### Text segment
☆ ☆ ☆ ☆ ☆ ☆ ☆

[RFC PATCH] perf/kvm: Guest Symbol Resolution for powerpc

Hemant Kumar hemant at linux.vnet.ibm.com
Tue Jun 16 12:50:53 AEST 2015


"perf kvm {record|report}" is used to record and report the performance
profile of any workload on a guest. From the host, we can collect
guest kernel statistics which is useful in finding out any contentions
in guest kernel symbols for a certain workload.

This feature is not available on powerpc because "perf" relies on the
"cycles" event (a PMU event) to profile the guest. However, for powerpc,
this can't be used from the host because the PMUs are controlled by the
guest rather than the host.

☆ ☆ ☆ ☆ ☆ ☆ ☆

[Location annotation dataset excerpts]

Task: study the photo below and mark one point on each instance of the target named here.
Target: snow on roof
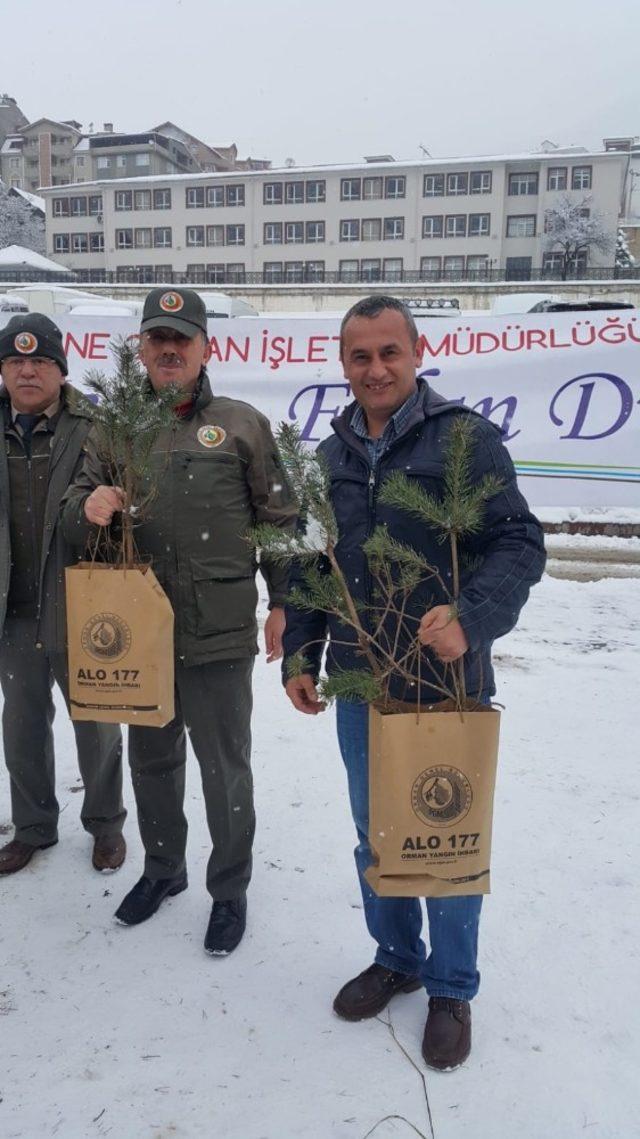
(16, 256)
(366, 168)
(33, 199)
(11, 142)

☆ ☆ ☆ ☆ ☆ ☆ ☆

### Stated goal
Write a continuation of the patch description on guest symbol resolution for powerpc, starting after its last sentence. These records were drawn from a separate source.

### Written answer
Due to this problem, we need a different approach to profile the
workload in the guest. There exists a tracepoint "kvm_hv:kvm_guest_exit"
in powerpc which is hit whenever any of the threads exit the guest
context. The guest instruction pointer dumped along with this
tracepoint data in the field "pc", can be used as guest instruction
pointer while postprocessing the trace data to map this IP to symbol
from guest.kallsyms.

However, to have some kind of periodicity, we can't use all the kvm
exits, rather exits which are bound to happen in certain intervals.
HV_DECREMENTER Interrupt forces the threads to exit after an interval
of 10 ms.

This patch makes use of the "kvm_guest_exit" tracepoint and checks the
exit reason for any kvm exit. If it is HV_DECREMENTER, then the
instruction pointer dumped along with this tracepoint is retrieved and
mapped with the guest kallsyms.

This patch is a prototype asking for suggestions/comments as to whether
the approach is right or is there any way better than this (like using
a different event to profile for, etc) to profile the guest from the
host.

Thank You.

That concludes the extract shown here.